▸ Directions for this task:
Once you have reviewed the listing below, restate it word for word.
───── Source material
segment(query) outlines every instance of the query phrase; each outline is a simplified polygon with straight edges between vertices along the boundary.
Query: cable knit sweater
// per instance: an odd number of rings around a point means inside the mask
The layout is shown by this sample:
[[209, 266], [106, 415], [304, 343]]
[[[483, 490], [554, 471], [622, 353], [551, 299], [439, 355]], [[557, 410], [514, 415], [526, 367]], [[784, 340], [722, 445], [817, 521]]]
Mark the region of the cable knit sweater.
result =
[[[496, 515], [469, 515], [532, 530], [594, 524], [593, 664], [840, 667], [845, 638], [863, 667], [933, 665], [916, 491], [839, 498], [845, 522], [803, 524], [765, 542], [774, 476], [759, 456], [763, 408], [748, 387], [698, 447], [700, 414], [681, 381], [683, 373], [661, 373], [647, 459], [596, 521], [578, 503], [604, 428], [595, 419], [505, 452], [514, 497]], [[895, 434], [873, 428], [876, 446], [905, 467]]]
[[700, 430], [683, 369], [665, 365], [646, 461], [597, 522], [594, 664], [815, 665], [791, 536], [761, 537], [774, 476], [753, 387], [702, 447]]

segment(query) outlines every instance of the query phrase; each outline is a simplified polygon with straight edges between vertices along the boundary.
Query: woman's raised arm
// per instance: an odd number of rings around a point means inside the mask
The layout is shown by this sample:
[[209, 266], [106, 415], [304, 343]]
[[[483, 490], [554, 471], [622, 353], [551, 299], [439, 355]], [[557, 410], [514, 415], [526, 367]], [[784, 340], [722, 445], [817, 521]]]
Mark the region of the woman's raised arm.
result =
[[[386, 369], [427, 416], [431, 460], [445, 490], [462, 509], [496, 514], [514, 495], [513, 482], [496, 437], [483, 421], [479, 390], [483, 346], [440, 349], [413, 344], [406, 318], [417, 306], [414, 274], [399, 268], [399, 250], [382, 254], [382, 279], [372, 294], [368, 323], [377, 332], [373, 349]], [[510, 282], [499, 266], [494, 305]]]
──────────
▸ Task answer:
segment(query) outlines every instance of the query phrase; each outline is a simplified polygon with straight edges between vertices along the boundary.
Query: cable knit sweater
// per instance: an odd number of rings around a point means inside the mask
The layout is shown by this sample:
[[209, 266], [106, 415], [304, 343]]
[[[483, 490], [554, 471], [622, 353], [551, 299], [439, 355]], [[557, 410], [514, 415], [526, 367]], [[784, 340], [722, 445], [817, 521]]]
Mark the region of the cable knit sweater.
result =
[[[496, 515], [469, 515], [532, 530], [594, 524], [593, 664], [840, 667], [845, 638], [863, 667], [933, 665], [916, 491], [839, 498], [845, 522], [803, 524], [765, 542], [774, 476], [759, 456], [763, 408], [748, 387], [698, 447], [700, 414], [681, 381], [683, 373], [661, 373], [647, 459], [596, 521], [578, 503], [604, 428], [595, 419], [505, 452], [514, 497]], [[895, 434], [873, 428], [876, 446], [905, 467]]]
[[700, 430], [683, 369], [665, 365], [646, 461], [597, 522], [594, 664], [815, 665], [791, 536], [761, 537], [774, 476], [753, 387], [702, 447]]

segment(query) outlines every instance of the query phrase; each outline is a simplified polygon with straight edges between vertices along the boundary.
Query: woman's raised arm
// per instance: an odd number of rings around a point means inside the mask
The layout is shown by this sample:
[[209, 266], [106, 415], [304, 343]]
[[[483, 490], [554, 471], [622, 353], [551, 299], [439, 355]], [[557, 410], [514, 415], [526, 367]], [[784, 340], [722, 445], [817, 521]]]
Mark the region of the woman's raised arm.
result =
[[[386, 369], [427, 416], [431, 460], [445, 490], [462, 509], [496, 514], [514, 495], [513, 482], [496, 437], [483, 421], [479, 390], [483, 346], [440, 349], [413, 344], [406, 318], [417, 306], [414, 274], [399, 268], [399, 250], [382, 254], [382, 279], [372, 294], [368, 323], [377, 332], [373, 349]], [[510, 282], [499, 266], [494, 305]]]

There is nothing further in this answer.